→ **Material shown**

★ ★ ★ ★ ★ ★ ★

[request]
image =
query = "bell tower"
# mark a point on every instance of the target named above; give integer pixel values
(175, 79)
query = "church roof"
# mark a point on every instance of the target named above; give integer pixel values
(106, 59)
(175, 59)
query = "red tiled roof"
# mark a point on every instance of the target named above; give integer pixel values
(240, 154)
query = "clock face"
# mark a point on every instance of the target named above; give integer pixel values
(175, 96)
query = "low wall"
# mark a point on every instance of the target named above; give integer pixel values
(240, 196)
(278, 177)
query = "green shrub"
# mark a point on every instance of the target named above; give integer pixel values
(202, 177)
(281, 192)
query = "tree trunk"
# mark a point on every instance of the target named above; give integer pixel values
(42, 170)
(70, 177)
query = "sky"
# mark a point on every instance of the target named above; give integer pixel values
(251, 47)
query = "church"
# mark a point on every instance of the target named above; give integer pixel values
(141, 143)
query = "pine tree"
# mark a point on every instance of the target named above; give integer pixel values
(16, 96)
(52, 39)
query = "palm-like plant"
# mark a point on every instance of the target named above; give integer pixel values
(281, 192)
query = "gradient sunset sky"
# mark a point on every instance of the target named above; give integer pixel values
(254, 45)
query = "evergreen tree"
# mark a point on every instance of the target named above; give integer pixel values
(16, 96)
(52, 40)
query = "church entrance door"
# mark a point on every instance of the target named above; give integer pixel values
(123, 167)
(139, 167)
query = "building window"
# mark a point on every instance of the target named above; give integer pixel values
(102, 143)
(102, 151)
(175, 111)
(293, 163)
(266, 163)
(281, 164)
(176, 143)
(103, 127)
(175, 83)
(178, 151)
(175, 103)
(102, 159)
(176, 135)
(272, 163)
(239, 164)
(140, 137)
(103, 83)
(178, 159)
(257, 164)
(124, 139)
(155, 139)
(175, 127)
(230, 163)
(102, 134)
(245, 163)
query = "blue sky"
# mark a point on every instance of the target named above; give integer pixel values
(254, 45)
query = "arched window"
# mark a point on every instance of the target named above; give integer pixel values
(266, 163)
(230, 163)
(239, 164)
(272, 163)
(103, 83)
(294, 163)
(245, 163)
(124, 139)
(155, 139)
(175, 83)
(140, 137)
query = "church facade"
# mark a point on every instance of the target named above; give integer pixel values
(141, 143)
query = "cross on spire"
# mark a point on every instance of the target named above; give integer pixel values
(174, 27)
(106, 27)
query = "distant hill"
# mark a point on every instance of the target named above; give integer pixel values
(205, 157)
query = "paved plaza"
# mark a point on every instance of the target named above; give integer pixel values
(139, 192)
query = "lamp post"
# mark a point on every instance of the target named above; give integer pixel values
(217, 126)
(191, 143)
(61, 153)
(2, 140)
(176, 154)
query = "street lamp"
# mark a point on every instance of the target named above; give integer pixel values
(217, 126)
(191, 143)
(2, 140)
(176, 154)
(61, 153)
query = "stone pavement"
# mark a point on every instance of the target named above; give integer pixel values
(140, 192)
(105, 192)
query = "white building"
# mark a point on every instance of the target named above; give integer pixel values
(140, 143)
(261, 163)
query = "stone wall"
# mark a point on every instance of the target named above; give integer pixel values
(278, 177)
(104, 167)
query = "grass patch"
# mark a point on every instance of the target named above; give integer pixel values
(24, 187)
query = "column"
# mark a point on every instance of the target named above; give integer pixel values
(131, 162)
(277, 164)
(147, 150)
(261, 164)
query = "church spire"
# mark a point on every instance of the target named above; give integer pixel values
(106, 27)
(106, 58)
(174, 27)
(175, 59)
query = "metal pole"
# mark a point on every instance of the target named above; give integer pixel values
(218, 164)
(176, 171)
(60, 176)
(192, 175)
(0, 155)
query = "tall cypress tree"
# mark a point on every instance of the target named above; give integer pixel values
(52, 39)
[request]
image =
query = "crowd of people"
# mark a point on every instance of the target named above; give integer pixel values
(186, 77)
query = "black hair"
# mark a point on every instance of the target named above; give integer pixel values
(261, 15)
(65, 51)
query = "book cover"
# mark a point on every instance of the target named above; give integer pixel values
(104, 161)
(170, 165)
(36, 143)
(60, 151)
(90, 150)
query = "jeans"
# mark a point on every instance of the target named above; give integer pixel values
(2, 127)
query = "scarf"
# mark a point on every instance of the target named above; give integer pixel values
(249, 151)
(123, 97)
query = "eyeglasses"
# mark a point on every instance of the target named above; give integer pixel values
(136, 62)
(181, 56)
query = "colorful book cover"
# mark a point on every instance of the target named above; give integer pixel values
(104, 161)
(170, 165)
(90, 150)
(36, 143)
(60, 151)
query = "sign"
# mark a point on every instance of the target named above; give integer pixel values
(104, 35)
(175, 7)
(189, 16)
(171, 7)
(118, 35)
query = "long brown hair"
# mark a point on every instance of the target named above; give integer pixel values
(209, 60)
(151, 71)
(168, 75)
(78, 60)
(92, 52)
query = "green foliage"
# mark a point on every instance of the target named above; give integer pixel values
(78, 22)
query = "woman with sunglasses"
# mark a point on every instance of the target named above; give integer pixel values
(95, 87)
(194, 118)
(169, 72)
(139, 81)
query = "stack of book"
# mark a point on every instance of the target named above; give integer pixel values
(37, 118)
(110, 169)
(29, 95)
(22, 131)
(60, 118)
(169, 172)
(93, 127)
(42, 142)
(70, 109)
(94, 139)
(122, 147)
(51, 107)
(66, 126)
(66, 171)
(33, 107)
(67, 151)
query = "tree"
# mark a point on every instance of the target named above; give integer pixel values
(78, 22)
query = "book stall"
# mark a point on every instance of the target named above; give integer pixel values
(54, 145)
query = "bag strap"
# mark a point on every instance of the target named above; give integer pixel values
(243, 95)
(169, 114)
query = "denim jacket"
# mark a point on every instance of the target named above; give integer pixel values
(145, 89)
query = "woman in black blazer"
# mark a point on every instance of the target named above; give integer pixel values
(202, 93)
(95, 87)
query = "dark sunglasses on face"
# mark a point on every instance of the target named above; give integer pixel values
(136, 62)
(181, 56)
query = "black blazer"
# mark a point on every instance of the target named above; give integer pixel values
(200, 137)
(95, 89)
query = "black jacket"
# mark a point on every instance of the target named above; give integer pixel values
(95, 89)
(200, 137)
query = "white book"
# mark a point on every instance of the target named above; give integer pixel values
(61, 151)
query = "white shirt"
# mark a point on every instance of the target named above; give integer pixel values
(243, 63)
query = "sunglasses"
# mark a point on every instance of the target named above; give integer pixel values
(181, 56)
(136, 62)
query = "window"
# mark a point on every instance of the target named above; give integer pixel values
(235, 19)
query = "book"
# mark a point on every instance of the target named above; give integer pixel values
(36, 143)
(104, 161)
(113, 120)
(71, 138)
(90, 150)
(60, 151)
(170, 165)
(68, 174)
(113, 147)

★ ★ ★ ★ ★ ★ ★

→ **Exercise details**
Pick every line from the listing holding the string "cover", and copy it.

→ **Reply**
query = "book cover"
query = "colorful book cover"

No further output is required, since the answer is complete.